# Task to complete:
Answer these questions using the text on testing in New Jersey, one answer per line.
1. On whose campus will the new site for Hunterdon and Somerset residents open?
2. According to Brady, how many testing sites does the state now have?
3. Which three states have run more tests than New Jersey?

Also a new site for residents of Hunterdon and Somerset counties will be opening Thursday, April 16. on the campus of Raritan Valley Community College. Testing will be by appointment only to residents age five and older who are exhibiting symptoms and have a valid doctor's prescription with them, which is required. To make an appointment, please visit, and you can see it at the bottom of that slide. We thank the leaders in both Somerset and Hunterdon Counties, especially the freeholders in both of those counties. We thank RVCC for their partnership. I also want to thank Congressman Tom Malinovski and Congresswoman Bonnie Watson-Coleman for their strong advocacy.

As we note every day, there are many more publicly available testing sites across the state and you can find a list of them by visiting, and there are literally dozens more privately run sites which you can be directed to by your primary care practitioner. Let me say this unequivocally. There is no question that testing anywhere in our country is not nearly where it needs to be and New Jersey is no exception. We've made real progress. According to Brady, we now have at least 66 testing sites now in our state, but we need to do more. We need reliable, safe, quick access to testing for everyone and we need it everywhere, particularly as we begin war gaming and thinking through that process of how and when and what we need in place, particularly from a healthcare infrastructure to begin to responsibly reopen our state.

I want to channel a sort of general approach that I've taken, you've heard me say, as it relates to NJ Transit over the past couple of years. On the one hand, the metrics are clearly getting better as it relates to testing. This is a little bit like online performance for your train. The batting averages are going up. We have run the fourth-most tests of any state in America, and the three states ahead of us are California, New York, and Florida, and they have a lot more people that we have. So we are punching way above our weight. We have the 11th largest population state in America, and so we will continue to make progress up against that.

On the other hand, no state has the resources they need to test at the scale that they need to test, including those three bigger states, and certainly including New Jersey. So if you're in one of those long lines and you're frustrated, I don't blame you. You should be, and so am I. We need more support for testing. Let me say that unequivocally. I think we've played a very tough hand as well as it can be played but boy, I'd like that hand to be a lot bigger, a lot more inclusive, a lot more resources for testing. We can't begin to think about reopening unless the resources that we get, in particular the cooperation and resources we get from the federal government, are a lot more robust than they had been. We'll continue to play our hand to its maximum potential. But boy, we need help. And we're not alone. Every American state needs help on testing and that includes this one. I have been relentless and advocating for expanding testing with the White House, with our federal partners, and I won't stop until our testing regime is where it needs to be.

# Given data:
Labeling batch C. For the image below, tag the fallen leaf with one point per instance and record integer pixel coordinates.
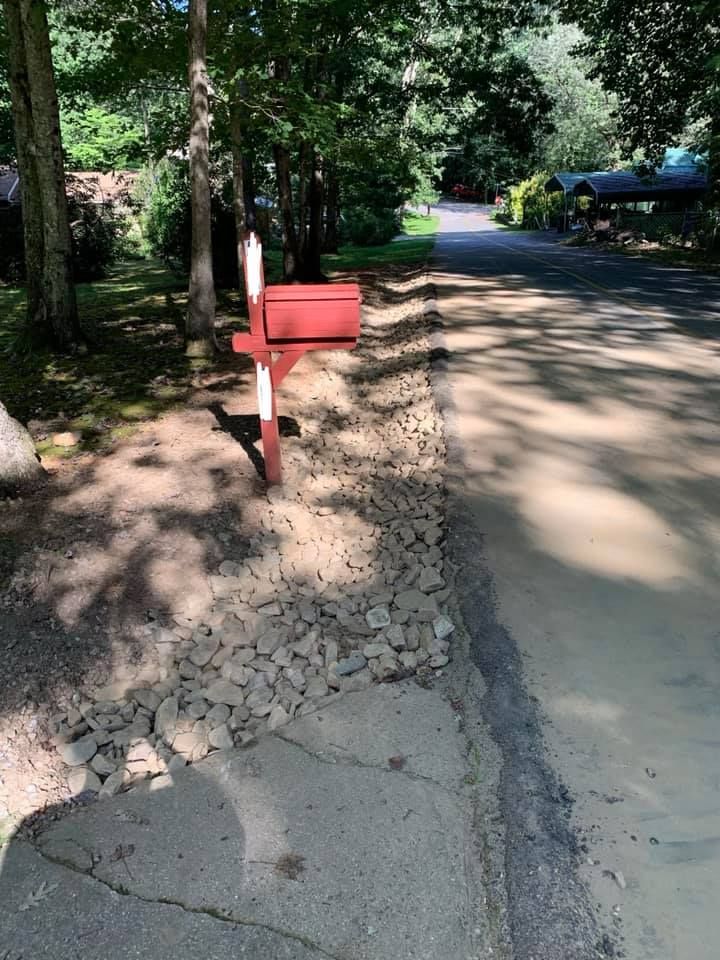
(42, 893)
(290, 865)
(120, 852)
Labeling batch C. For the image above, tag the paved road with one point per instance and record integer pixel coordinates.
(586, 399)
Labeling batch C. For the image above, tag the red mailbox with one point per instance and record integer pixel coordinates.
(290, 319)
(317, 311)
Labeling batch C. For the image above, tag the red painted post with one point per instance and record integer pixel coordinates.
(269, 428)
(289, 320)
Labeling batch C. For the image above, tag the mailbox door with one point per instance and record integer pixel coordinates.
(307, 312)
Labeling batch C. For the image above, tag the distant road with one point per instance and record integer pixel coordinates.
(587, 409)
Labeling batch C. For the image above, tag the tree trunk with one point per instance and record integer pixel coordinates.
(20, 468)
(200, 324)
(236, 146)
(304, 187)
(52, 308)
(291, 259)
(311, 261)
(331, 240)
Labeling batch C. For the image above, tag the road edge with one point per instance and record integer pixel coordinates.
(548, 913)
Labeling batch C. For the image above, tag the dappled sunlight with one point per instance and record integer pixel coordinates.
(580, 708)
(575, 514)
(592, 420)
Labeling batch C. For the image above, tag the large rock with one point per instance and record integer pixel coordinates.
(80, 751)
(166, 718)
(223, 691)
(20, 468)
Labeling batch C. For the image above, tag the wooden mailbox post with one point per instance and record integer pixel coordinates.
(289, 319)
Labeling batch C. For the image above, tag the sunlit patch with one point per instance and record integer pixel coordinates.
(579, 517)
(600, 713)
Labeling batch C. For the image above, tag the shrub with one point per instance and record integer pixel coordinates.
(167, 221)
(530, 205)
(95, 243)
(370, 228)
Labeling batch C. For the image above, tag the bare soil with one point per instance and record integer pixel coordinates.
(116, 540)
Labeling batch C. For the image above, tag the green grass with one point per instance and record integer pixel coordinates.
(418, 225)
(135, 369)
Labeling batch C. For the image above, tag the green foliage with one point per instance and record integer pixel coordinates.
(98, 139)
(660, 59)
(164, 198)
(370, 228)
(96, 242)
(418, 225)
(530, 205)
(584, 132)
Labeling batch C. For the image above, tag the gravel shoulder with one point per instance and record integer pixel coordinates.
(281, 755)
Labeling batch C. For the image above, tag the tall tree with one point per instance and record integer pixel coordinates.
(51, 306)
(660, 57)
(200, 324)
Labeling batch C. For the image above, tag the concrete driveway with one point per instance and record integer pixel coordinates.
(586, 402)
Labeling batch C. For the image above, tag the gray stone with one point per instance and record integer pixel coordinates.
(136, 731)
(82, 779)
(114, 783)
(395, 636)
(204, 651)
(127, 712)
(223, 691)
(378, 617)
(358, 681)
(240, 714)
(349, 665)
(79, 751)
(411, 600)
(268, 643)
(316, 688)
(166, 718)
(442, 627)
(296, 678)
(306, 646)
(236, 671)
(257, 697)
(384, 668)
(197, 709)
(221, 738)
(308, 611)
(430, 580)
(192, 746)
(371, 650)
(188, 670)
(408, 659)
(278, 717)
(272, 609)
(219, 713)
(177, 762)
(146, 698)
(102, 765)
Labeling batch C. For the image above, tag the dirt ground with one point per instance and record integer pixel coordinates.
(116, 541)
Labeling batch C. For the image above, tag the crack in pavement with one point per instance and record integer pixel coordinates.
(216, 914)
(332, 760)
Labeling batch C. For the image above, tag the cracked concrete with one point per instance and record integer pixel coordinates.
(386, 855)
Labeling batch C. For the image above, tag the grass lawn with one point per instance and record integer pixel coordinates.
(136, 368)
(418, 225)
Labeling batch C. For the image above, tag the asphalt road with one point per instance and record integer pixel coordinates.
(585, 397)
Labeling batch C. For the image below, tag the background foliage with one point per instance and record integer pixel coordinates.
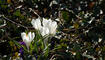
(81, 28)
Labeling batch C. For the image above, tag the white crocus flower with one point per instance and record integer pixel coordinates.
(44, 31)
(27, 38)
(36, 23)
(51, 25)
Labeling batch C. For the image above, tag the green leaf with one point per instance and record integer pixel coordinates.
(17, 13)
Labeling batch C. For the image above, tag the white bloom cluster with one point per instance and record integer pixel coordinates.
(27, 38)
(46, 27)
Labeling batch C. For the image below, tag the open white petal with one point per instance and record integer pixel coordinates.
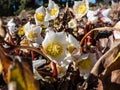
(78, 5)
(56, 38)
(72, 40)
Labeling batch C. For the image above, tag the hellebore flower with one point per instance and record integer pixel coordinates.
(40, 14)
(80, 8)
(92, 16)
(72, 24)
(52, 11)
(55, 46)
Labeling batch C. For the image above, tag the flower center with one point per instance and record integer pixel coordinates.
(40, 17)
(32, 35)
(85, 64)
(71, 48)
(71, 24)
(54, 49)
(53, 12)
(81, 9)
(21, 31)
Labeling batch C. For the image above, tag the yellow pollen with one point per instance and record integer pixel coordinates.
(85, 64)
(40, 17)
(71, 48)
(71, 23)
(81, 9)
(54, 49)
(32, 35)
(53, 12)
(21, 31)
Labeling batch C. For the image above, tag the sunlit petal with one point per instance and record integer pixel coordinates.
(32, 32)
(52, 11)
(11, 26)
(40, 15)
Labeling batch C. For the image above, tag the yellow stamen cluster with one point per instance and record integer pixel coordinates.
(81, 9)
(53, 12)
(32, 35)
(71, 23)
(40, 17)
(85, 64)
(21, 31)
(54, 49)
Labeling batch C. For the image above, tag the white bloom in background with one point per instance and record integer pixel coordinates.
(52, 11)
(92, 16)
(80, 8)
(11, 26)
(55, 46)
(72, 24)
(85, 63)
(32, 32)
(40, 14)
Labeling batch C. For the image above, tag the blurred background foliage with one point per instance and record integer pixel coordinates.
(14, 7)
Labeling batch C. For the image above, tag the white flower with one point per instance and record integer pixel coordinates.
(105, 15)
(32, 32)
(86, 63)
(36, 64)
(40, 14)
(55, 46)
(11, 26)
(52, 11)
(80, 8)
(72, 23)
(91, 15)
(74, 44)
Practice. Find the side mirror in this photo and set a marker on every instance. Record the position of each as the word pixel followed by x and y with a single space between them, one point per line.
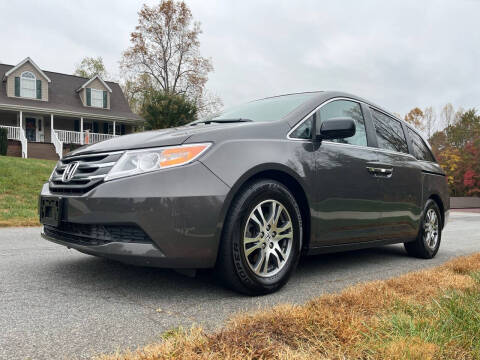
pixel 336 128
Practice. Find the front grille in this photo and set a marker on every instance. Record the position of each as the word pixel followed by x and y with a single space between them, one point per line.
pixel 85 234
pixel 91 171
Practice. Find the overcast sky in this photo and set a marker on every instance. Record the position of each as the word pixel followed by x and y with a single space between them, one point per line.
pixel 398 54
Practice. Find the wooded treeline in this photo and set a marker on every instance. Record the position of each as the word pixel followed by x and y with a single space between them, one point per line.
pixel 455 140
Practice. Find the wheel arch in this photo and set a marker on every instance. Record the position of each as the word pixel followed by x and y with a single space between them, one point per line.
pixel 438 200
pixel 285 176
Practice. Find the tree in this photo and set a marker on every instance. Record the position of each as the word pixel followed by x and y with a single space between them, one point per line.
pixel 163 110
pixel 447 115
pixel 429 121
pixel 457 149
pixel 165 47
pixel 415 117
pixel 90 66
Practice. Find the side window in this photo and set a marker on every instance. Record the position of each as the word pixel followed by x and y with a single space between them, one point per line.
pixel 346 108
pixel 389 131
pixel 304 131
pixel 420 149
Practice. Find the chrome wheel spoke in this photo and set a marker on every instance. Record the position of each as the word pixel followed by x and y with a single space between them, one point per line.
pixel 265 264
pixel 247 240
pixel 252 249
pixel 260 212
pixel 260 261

# Expected output:
1. Raritan Valley Community College
2. At least 66
3. California, New York, and Florida